WHAT IS EXPECTED
Reproduce the passage on removing unused indexes verbatim, everything from "So with this" down to "core business hours.".

--- PASSAGE ---

NOTE – As Jonathan states in his post the OPTION(MAXDOP 1, RECOMPILEis advisable as this query can be particularly intensive.

This showed me that in the plan cache there are 18 indexes that have been used to satisfy a query against the table so that gives us another 3 indexes we can potentially get rid of.  I ran the below query to show me the index usage stats for the indexes that are not in the plan cache.

-- Set Database Context
USE master;
GO
-- Return Index usage stats for indexes that are not used in the plan cache
SELECT  'Index Usage Not In Plan Cache' AS ResultType,
            IUS.IndexName,
            IUS.UserReads,
            IUS.UserWrites
FROM    master.dbo.IndexUsageStats AS IUS
WHERE   IUS.IndexName NOT IN (
        SELECT  REPLACE(REPLACE(IndexName, '[', ''), ']', '')
        FROM    master.dbo.PlanCacheIndexes );
GO

I script the drop and create of these 3 indexes again saving the script file.  What is important to point out here is that all three of these indexes have still been used to satisfy a query since the index usage stats where last reset.  You can use the below query to find out that last time the index stats where reset;

-- Set Database Context
USE master;
GO
-- How old are the index usage stats?
SELECT  'Index Stats Age' AS ResultType,
            DATEDIFF(DAY, sd.crdate, GETDATE()) AS days_history
FROM    sys.sysdatabases sd
WHERE   sd.[name] = 'tempdb';
GO

Take a note of the percentage of reads to writes, if this is low, which I expect it will be (in my case less than 0.02%) then chances are there was a one off query maybe for a report or extract.

So with this approach I identified 6 indexes, 3 that haven’t been used and 3 that have been used but do not have a query in the plan cache.  What you do next will depend on your environment, for me it meant running the drop index statements in a test environment and running a workload to prove that dropping the indexes improves the procedure and does not cause any unexpected performance issues.  Then I had to raise a change request to schedule in remove the indexes from production which I am pleased to say was approved and will be being run tonight outside of core business hours.

I am still not comfortable that the remaining 18 indexes are the best fit for our workload so have created a task for myself to review the indexes in place on this table and make improvements where possible.  I will post my results in a future post.

Enjoy!

Chris

--- DATASET EXTRACT ---

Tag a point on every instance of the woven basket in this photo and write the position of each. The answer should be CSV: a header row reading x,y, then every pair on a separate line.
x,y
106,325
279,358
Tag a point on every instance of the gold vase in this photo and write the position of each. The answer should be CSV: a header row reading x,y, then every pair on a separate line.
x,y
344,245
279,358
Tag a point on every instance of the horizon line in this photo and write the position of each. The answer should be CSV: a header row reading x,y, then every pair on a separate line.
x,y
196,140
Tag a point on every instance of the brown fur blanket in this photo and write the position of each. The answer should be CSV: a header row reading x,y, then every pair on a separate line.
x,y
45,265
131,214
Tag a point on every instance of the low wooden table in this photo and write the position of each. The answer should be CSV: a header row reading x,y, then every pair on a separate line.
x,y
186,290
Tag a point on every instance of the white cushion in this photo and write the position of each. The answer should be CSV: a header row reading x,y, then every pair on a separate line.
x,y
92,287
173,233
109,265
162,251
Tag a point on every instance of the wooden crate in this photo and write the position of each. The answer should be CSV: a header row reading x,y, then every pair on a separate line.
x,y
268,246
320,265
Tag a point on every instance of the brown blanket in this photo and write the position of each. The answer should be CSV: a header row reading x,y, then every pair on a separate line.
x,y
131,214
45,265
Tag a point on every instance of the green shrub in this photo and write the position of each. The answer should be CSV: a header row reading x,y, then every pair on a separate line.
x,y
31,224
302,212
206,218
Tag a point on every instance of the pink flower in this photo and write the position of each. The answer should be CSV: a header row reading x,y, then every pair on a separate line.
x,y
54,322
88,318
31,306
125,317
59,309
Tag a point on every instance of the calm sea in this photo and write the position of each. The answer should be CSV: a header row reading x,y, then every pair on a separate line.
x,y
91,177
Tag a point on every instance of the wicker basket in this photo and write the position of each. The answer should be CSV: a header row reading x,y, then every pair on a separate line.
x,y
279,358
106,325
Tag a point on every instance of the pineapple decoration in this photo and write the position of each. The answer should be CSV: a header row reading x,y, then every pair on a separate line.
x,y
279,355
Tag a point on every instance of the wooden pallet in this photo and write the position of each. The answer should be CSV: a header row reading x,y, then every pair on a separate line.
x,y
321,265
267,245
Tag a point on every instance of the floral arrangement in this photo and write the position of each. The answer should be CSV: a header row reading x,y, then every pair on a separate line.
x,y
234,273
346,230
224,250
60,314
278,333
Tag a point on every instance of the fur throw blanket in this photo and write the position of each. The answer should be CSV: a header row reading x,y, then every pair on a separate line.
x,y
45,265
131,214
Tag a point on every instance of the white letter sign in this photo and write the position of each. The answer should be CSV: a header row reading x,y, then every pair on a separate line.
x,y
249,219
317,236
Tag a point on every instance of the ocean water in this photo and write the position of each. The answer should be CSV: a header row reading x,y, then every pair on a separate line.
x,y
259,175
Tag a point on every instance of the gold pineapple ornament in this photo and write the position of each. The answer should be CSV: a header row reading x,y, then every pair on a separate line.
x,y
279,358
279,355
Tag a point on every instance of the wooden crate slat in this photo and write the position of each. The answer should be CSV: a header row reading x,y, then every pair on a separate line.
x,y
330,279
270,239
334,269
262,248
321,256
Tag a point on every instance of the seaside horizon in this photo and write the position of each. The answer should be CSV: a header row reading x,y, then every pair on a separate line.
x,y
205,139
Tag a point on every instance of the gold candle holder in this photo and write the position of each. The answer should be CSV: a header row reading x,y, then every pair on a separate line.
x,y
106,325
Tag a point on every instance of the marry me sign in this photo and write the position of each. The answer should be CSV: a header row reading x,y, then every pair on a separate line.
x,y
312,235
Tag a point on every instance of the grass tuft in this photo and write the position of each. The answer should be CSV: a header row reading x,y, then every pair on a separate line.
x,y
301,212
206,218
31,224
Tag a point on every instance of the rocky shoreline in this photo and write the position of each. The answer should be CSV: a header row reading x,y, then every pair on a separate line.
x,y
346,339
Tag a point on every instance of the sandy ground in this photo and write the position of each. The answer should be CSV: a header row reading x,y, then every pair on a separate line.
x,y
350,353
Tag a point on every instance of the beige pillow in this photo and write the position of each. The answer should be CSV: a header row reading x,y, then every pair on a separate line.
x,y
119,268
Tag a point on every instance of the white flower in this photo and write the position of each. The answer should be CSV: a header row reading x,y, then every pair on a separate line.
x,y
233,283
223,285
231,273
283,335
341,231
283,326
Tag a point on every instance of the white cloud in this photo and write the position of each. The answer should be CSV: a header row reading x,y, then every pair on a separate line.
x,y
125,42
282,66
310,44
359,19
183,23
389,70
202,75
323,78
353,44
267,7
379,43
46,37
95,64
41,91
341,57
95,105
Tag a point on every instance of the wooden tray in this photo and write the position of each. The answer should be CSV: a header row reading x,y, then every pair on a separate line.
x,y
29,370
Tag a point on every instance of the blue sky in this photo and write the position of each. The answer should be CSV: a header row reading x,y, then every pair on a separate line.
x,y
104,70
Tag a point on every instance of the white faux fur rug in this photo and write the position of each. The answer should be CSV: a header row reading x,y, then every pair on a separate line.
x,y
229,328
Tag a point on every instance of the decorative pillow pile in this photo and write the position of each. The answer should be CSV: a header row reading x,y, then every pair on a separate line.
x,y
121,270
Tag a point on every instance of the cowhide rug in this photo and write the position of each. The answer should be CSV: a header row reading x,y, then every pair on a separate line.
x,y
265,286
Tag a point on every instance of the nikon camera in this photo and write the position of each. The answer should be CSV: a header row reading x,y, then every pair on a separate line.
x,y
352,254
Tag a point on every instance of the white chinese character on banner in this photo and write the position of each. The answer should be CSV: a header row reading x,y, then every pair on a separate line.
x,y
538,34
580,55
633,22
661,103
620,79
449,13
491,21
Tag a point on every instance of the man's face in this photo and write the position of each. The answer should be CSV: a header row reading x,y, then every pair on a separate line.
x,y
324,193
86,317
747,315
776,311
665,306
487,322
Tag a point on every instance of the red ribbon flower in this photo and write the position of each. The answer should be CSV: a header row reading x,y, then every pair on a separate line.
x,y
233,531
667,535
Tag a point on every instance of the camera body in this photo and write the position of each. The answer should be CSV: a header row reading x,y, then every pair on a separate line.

---

TASK RESPONSE
So with this approach I identified 6 indexes, 3 that haven’t been used and 3 that have been used but do not have a query in the plan cache.  What you do next will depend on your environment, for me it meant running the drop index statements in a test environment and running a workload to prove that dropping the indexes improves the procedure and does not cause any unexpected performance issues.  Then I had to raise a change request to schedule in remove the indexes from production which I am pleased to say was approved and will be being run tonight outside of core business hours.